_Texto proporcionado_
....

Mérida, 01/02/13
La niebla, espesa y agarrada al suelo como un enorme y
gris medusa había ocupado el camino y sus alrededores desde la
primera hora recién salido de Torremejía. En algún momento había
dejado el camino que se prometía encharcado y con abundante barro y
hacía de mis botas pesados zuecos de arcilla y lo había sustituido
por el cómodo caminar del asfalto que corría paralelo al sendero.
El tránsito principal lo canalizá una cercana autovía, y así la
carretera aparece desacostumbradamente solitaria, sólo de vez en
cuando los focos de un camión irrumpen en la oscuridad aparatosos
como saliendo de una nube; queda temblando el aire y después se
vuelve a sumir en la nada que hay más allá de la niebla, hacia el
sur.
Desde que aprendí a hacer fotografías y a clasificar
los negativos en una base de datos para hacerlos accesibles, la
niebla siempre tuvo su cajoncito, su etiqueta, lo que dice de la
importancia que para mi experiencia estética este elemento
representaba. La niebla es capaz de transformar cualquier paisaje en
algo totalmente diferente, en una fantasmal secuencia propia de un
film de Hichtcock, en un misterioso reducto en donde es posible
recoger cacillos de belleza inesperada, un hayedo, un robledal, la
ladera peinada de verde y cuajada de agua que se pierde en la lechosa
pendiente a cuyo extremo uno puede encontrar un palacio de malaquita
o un valle de cuento, duendes o un oscuro glaciar que se derrumba
sobre la ladera opuesta; pero sobre todo la niebla es algo en lo que
el alma puede enredar su melancolía o proyectar la ambigüedad de
una sensación de ser que, acostumbrada a un lenguaje racional y
plástico, encuentra en ella el escurridizo terreno en donde lo que
llamamos realidad y lo imaginado pueden convivir hasta convertir el
escenario en un paisaje de sueño. Con la niebla siempre me entran
unas ganas compulsivas de tomar la cámara y disparar a diestro y
sinietro con el ánimo de meterme en el bolsillo toda aquella
belleza. Equivocada disposición desde luego, porque de la misma
manera que sucede en la selva o en los bosques, la cámara raramente
es capaz de recoger esa belleza sutil que fluye en el ambiente más
que como una cosa física como si ella fuera un ser sutil, el alma
escondida de las cosas que vaga entre el barro esta mañana, entre
las cepas desnudas, entre las ramas de los olivos, que como fantasmas
cervantinos estimulan la imaginación del caminante.

....

[Registros de anotación espacial]

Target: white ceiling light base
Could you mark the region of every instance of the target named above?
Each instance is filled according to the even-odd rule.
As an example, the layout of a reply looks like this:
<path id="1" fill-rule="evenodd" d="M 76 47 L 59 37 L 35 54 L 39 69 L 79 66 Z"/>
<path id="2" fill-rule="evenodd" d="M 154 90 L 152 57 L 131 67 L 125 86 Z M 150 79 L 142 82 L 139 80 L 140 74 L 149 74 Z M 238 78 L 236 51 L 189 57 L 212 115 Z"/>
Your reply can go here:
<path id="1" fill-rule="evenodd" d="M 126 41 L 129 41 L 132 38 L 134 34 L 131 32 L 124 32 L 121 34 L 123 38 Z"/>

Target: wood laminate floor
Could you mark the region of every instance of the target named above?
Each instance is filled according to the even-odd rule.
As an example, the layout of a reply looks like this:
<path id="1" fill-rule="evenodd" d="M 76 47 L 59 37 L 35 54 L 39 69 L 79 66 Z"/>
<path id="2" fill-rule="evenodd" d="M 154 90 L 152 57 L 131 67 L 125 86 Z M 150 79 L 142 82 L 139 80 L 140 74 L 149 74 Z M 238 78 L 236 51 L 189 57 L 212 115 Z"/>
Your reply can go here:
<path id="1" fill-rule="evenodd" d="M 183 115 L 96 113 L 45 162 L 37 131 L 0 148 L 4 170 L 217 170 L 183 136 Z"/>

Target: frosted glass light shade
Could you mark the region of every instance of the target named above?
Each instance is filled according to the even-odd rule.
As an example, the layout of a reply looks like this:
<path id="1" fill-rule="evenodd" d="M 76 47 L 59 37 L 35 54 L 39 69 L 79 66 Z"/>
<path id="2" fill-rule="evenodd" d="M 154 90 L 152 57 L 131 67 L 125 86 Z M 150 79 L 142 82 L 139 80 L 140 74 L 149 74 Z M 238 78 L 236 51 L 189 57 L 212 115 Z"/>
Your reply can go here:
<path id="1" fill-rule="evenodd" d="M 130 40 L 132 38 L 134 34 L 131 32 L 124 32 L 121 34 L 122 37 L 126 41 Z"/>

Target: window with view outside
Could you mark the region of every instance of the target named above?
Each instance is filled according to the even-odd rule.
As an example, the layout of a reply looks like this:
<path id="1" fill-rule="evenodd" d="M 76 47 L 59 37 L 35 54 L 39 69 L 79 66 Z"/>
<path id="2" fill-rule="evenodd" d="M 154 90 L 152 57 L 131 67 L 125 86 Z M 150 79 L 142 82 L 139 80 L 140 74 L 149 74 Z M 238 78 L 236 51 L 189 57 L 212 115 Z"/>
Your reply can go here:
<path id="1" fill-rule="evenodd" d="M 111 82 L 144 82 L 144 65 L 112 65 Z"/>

....

_Consigna 1_
En el texto sobre la niebla, ¿de qué lugar se había salido al empezar a caminar esa mañana?
_Consigna 2_
Transcribe del texto sobre la niebla el fragmento que va desde "Mérida, 01/02/13" hasta "paralelo al sendero.".
Para responder, básate solo en el texto sobre la niebla.

_Respuesta escrita 1_
De Torremejía.

_Respuesta escrita 2_
Mérida, 01/02/13
La niebla, espesa y agarrada al suelo como un enorme y
gris medusa había ocupado el camino y sus alrededores desde la
primera hora recién salido de Torremejía. En algún momento había
dejado el camino que se prometía encharcado y con abundante barro y
hacía de mis botas pesados zuecos de arcilla y lo había sustituido
por el cómodo caminar del asfalto que corría paralelo al sendero.